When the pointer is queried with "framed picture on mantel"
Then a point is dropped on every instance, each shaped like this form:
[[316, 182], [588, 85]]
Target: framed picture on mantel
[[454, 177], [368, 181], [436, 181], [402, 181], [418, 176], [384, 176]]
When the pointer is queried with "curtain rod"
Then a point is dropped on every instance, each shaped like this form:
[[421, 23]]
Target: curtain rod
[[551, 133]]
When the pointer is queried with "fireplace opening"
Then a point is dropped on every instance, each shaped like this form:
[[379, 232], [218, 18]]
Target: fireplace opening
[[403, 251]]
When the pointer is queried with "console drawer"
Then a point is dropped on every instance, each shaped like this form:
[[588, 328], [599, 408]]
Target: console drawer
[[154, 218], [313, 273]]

§ What you need to do: Update the whole listing above by changing every "Target" to "Object", with nothing else altered.

§ Response to the exercise:
When the pointer is queried with "framed picture on mantel"
Then a point is dropped on every instance, each shaped like this form:
[[316, 182], [588, 85]]
Object: framed picture on mantel
[[454, 177], [368, 181], [436, 181], [402, 181], [418, 176], [384, 176]]
When the pointer is queried with "curtain rod"
Then a point is dropped on every instance, each shaped like this form:
[[421, 23]]
Object: curtain rod
[[551, 133]]
When the pointer is queried with "fireplace opening"
Then a point is dropped on every instance, each shaped like this form:
[[379, 232], [218, 18]]
Object: fireplace opening
[[403, 251]]
When the pointer is queried with "console drawer"
Then a point is dropped on every instance, each shaped like this form:
[[588, 328], [599, 408]]
Object: console drawer
[[154, 218], [313, 273]]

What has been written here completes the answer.